━━━━━ SUPPLIED MATERIAL

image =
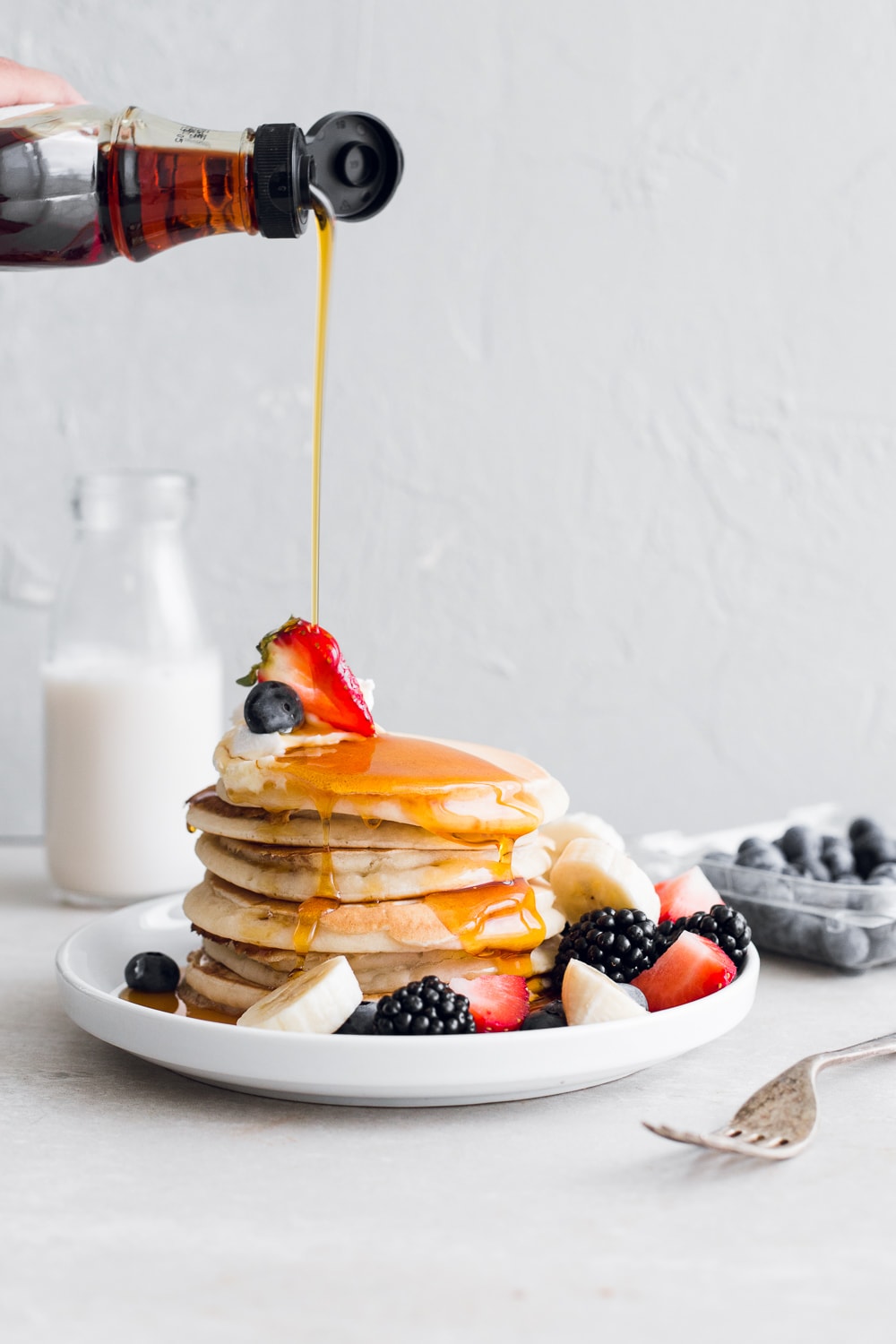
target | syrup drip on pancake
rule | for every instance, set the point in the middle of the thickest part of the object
(416, 769)
(498, 913)
(306, 919)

━━━━━━━━━━

» **WORK INSTRUCTIONS**
Restate precisely, and with nothing added, the lines from the one with "target | syrup drip on pancake" through the final line of the material.

» **PROBLEM SOLUTION**
target | syrup drip on pancake
rule | for every instance, set the point in the middle of the thickest part of the object
(416, 769)
(498, 913)
(306, 919)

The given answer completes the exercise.